| Exercise goal |
Find the line with "<point>96,553</point>". Repeat it and each line after it, exactly, down to the end of the records below.

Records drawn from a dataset
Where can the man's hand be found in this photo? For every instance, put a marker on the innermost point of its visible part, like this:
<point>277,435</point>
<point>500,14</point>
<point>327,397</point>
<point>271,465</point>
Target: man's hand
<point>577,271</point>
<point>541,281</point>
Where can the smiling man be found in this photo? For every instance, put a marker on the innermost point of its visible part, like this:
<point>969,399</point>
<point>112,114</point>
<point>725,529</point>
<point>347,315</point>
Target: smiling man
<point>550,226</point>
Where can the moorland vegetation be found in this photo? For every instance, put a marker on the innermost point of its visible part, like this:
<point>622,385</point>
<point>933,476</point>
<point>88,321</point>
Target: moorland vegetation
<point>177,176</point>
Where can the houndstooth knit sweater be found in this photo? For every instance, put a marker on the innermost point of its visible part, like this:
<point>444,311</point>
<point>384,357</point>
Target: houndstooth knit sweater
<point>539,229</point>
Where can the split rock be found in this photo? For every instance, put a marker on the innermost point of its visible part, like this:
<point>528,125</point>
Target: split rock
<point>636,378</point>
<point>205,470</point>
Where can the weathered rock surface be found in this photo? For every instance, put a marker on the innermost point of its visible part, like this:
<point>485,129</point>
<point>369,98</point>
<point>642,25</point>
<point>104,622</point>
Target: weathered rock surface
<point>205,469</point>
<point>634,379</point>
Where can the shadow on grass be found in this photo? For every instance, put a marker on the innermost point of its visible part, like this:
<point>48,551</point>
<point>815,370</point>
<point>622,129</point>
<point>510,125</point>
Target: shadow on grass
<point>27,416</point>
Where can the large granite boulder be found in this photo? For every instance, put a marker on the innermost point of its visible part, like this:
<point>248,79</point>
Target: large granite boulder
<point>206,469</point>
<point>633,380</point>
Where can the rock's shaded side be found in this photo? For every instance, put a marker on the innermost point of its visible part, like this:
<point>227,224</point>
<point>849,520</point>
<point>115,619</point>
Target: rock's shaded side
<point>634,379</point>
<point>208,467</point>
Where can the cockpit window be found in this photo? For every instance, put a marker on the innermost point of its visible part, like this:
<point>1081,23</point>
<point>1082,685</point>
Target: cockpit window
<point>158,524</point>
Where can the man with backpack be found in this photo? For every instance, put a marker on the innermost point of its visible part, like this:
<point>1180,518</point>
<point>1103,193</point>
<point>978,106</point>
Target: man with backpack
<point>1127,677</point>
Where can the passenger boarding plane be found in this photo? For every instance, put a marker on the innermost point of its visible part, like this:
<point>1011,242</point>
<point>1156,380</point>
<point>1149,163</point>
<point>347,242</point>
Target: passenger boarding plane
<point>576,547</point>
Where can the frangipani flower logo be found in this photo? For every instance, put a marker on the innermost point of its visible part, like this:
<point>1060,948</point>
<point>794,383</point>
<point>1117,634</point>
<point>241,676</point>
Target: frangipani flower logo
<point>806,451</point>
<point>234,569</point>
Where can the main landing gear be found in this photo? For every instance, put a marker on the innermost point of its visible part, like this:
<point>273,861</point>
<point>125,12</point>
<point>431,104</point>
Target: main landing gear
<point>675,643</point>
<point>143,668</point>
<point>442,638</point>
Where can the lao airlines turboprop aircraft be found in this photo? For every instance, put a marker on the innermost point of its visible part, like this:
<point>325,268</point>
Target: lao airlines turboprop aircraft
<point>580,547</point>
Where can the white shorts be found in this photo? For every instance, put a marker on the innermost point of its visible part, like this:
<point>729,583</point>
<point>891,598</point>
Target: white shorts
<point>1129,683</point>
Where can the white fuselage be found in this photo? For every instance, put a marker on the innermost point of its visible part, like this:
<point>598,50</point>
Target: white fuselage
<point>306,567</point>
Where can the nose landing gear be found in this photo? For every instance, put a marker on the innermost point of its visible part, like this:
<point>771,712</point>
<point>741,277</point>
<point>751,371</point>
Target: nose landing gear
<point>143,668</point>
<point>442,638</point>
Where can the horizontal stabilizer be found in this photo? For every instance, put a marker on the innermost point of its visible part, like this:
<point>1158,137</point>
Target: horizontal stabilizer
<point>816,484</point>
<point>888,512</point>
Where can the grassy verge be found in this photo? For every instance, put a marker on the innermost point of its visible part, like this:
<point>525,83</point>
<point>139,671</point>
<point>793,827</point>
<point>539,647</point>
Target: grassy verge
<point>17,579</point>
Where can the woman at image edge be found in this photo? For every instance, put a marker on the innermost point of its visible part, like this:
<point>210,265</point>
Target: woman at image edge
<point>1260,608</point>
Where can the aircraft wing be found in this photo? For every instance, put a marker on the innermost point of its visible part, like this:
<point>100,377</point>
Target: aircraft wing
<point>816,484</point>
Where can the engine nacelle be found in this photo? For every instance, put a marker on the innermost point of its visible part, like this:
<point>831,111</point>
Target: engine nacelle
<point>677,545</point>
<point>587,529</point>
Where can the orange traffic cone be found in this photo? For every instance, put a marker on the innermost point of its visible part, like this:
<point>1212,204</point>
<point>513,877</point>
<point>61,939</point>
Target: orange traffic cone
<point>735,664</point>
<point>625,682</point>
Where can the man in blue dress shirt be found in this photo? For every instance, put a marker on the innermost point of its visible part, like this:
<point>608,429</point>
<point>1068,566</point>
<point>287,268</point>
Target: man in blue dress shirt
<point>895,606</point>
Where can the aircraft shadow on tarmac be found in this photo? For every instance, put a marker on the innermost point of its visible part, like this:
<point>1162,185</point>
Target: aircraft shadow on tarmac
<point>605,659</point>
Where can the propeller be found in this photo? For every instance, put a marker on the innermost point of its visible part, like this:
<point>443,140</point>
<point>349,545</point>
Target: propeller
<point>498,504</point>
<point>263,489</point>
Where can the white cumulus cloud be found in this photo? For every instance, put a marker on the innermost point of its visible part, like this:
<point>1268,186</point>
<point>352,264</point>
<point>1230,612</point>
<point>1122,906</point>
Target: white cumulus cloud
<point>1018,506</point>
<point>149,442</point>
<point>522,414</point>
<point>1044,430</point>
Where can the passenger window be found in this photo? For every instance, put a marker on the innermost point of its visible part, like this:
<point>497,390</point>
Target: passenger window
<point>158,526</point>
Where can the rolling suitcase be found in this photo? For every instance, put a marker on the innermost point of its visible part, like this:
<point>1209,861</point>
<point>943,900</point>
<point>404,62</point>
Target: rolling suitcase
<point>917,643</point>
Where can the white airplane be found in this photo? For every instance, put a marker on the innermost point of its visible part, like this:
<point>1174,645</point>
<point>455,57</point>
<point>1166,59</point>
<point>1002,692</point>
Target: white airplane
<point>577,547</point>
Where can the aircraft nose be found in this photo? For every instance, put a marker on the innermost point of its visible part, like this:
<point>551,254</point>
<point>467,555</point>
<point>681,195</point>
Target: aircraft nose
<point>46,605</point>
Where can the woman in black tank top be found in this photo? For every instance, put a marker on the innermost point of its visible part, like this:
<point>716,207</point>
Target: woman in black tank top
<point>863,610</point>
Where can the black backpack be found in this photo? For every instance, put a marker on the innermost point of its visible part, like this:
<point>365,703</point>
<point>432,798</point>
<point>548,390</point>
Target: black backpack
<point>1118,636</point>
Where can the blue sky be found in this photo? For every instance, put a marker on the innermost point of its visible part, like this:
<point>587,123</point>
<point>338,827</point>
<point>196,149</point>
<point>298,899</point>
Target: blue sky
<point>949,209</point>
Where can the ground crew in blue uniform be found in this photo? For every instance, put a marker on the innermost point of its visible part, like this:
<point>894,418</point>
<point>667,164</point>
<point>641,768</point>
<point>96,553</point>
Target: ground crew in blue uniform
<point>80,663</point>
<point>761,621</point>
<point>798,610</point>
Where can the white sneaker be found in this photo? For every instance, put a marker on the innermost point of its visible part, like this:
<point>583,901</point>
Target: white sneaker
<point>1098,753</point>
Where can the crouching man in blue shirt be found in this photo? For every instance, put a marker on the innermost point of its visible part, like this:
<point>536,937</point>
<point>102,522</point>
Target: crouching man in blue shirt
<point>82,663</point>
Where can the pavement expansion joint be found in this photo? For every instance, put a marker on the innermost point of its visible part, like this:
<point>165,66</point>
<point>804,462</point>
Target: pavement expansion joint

| Exercise answer |
<point>96,553</point>
Target: ground crew in blue uniform
<point>80,663</point>
<point>761,621</point>
<point>798,610</point>
Where can the white sneaker be found in this photo? For every instance, put a marker on the innermost point of its visible part, like this:
<point>583,901</point>
Target: white sneaker
<point>1098,753</point>
Where can the crouching man in blue shirt be found in this photo? For every instance, put a marker on the innermost point of its visible part, like this:
<point>536,937</point>
<point>102,522</point>
Target: crouching man in blue shirt
<point>82,663</point>
Where can the pavement expansion joint be found in this photo? For every instance, put a marker on the innermost point of its visible part, like this:
<point>165,66</point>
<point>804,462</point>
Target: pavement expansion joint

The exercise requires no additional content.